(Stored data entries)
-*-*-

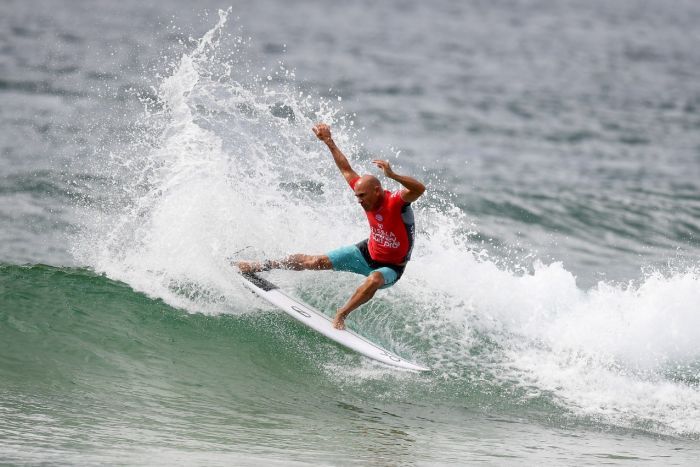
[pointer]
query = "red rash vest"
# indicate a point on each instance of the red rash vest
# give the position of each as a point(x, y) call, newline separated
point(392, 229)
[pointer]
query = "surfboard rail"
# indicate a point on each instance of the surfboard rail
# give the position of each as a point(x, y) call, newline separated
point(322, 324)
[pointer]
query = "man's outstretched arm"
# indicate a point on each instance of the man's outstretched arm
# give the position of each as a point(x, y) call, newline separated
point(323, 132)
point(413, 189)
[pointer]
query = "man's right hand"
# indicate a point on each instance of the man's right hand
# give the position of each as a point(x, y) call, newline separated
point(322, 132)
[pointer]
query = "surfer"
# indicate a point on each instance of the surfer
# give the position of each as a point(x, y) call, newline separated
point(382, 257)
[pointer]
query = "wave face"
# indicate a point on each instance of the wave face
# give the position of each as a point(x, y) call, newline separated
point(234, 172)
point(149, 347)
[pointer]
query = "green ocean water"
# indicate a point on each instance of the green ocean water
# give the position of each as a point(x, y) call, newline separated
point(95, 372)
point(554, 285)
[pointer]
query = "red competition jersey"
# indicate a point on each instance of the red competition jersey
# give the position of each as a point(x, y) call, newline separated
point(392, 229)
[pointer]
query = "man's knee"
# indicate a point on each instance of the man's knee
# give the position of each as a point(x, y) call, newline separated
point(317, 262)
point(375, 280)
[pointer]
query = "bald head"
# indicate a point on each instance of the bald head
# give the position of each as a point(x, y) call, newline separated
point(369, 192)
point(368, 181)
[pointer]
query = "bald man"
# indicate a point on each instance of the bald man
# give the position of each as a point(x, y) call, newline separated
point(382, 257)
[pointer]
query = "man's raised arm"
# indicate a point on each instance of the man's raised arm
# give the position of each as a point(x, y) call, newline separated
point(323, 132)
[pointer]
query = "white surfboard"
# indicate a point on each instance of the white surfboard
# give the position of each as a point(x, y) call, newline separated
point(323, 324)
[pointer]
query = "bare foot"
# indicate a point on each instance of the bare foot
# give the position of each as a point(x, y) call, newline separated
point(248, 266)
point(339, 322)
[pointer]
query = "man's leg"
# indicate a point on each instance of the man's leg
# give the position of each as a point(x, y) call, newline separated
point(362, 295)
point(297, 262)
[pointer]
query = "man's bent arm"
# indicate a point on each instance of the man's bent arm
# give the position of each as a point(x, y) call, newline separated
point(413, 188)
point(323, 132)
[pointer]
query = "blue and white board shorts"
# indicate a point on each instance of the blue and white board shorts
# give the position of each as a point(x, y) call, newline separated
point(355, 258)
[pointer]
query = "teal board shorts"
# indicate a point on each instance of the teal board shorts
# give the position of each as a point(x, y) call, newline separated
point(355, 258)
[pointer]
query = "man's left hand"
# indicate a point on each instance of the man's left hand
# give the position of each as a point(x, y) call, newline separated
point(384, 165)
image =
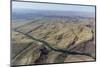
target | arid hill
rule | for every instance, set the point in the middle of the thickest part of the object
(53, 41)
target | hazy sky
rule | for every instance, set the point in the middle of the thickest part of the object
(44, 6)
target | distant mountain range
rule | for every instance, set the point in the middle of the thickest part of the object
(30, 14)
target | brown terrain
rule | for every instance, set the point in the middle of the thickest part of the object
(53, 41)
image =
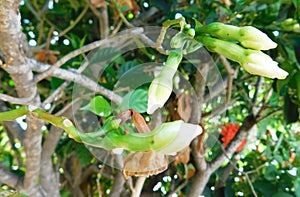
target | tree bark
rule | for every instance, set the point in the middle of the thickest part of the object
(12, 45)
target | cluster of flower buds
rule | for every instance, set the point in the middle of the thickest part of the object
(161, 87)
(217, 37)
(168, 138)
(290, 25)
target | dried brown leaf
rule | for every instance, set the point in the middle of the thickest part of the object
(184, 107)
(139, 122)
(182, 157)
(144, 164)
(98, 3)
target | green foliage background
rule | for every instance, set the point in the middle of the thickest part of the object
(272, 162)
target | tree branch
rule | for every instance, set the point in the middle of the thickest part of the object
(77, 78)
(9, 178)
(122, 37)
(248, 123)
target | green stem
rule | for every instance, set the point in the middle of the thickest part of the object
(14, 114)
(154, 140)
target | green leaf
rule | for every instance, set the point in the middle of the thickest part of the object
(291, 113)
(136, 100)
(270, 173)
(99, 106)
(83, 155)
(282, 194)
(126, 66)
(297, 187)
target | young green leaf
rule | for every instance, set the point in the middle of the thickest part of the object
(99, 106)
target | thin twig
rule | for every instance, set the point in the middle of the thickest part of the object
(136, 192)
(122, 15)
(14, 100)
(75, 21)
(131, 33)
(77, 78)
(230, 72)
(251, 186)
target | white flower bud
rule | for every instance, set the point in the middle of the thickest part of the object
(186, 133)
(252, 38)
(159, 92)
(258, 63)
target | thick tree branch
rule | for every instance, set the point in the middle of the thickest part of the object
(10, 179)
(77, 78)
(12, 46)
(105, 42)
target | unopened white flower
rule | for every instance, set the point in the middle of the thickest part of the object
(252, 38)
(159, 92)
(173, 137)
(186, 132)
(249, 37)
(258, 63)
(254, 62)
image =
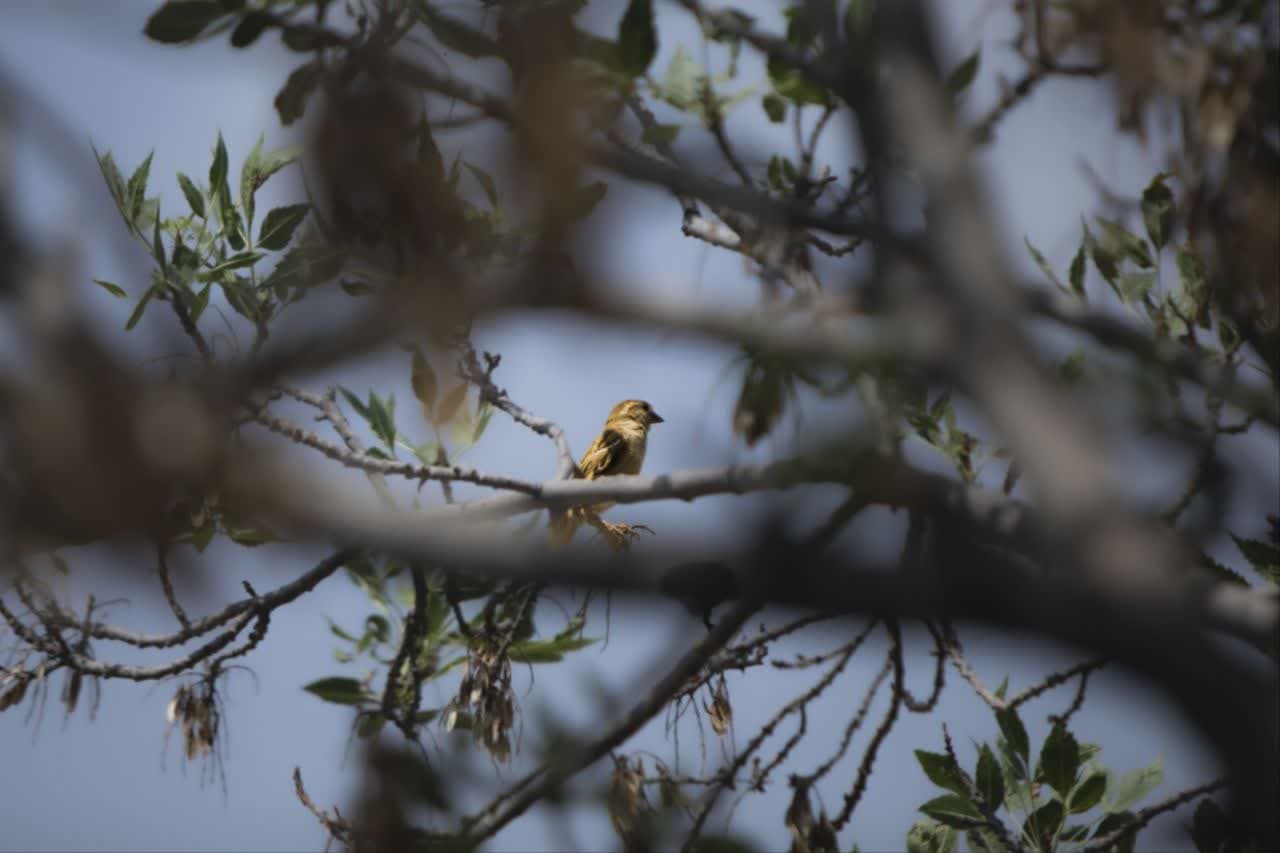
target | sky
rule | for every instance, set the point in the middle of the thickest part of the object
(109, 783)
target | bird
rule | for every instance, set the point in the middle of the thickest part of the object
(617, 450)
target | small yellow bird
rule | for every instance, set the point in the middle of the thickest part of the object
(617, 450)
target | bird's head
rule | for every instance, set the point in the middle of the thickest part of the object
(636, 411)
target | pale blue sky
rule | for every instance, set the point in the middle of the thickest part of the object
(104, 784)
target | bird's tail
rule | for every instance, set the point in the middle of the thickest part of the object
(563, 527)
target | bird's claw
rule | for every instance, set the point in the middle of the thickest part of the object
(621, 536)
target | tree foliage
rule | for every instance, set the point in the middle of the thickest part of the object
(880, 287)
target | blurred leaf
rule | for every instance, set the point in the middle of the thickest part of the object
(1059, 761)
(661, 135)
(1112, 822)
(179, 21)
(485, 182)
(1075, 274)
(382, 419)
(114, 290)
(423, 381)
(137, 311)
(259, 167)
(1088, 793)
(136, 190)
(337, 689)
(1221, 571)
(942, 771)
(368, 725)
(292, 99)
(1157, 209)
(456, 35)
(584, 200)
(1011, 726)
(954, 811)
(1045, 822)
(638, 41)
(1043, 264)
(547, 651)
(279, 224)
(1133, 287)
(991, 783)
(775, 106)
(193, 196)
(1264, 557)
(1119, 238)
(218, 168)
(1129, 789)
(250, 27)
(963, 74)
(1072, 368)
(681, 83)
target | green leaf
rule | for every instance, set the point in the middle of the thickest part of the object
(259, 168)
(942, 771)
(794, 86)
(483, 416)
(236, 261)
(1043, 264)
(1045, 822)
(250, 27)
(991, 783)
(1059, 761)
(1015, 734)
(114, 182)
(485, 182)
(547, 651)
(1075, 274)
(1264, 557)
(1130, 788)
(181, 21)
(195, 199)
(136, 191)
(1133, 287)
(337, 689)
(681, 83)
(355, 287)
(1127, 242)
(929, 836)
(1221, 571)
(368, 725)
(963, 74)
(423, 379)
(775, 106)
(382, 419)
(279, 224)
(638, 41)
(1088, 793)
(584, 200)
(661, 135)
(1072, 368)
(1112, 822)
(954, 811)
(114, 290)
(292, 99)
(137, 311)
(1157, 210)
(218, 168)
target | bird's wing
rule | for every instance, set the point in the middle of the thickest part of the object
(604, 455)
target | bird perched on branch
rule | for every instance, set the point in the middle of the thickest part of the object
(617, 450)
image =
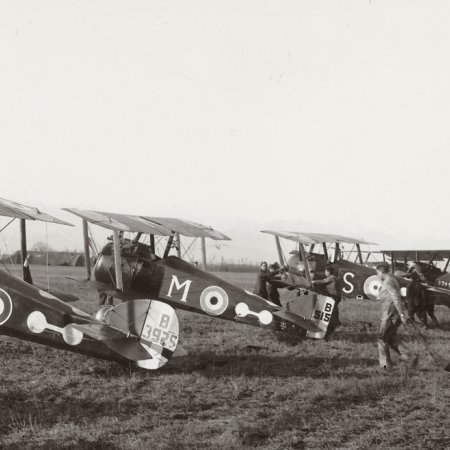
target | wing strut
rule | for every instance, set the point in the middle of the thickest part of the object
(306, 263)
(203, 242)
(117, 261)
(23, 248)
(280, 251)
(87, 253)
(358, 248)
(168, 246)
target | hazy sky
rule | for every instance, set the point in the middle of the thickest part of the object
(225, 111)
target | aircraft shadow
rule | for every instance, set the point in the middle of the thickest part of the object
(258, 365)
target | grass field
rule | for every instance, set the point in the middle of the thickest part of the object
(238, 388)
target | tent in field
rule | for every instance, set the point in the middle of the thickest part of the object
(53, 258)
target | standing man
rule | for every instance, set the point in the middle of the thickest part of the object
(274, 283)
(330, 285)
(392, 315)
(261, 281)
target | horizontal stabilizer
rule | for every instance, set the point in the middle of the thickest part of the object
(109, 289)
(126, 346)
(300, 321)
(67, 298)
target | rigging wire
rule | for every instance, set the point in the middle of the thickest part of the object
(46, 248)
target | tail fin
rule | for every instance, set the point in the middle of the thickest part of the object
(155, 324)
(321, 315)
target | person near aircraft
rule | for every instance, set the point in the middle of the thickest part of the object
(392, 315)
(417, 301)
(416, 275)
(261, 281)
(274, 283)
(330, 285)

-*-*-

## WHAT YOU HAVE TO DO:
Write only the number of lines above in which the word "white" is found.

## SOLUTION TO THE PROBLEM:
6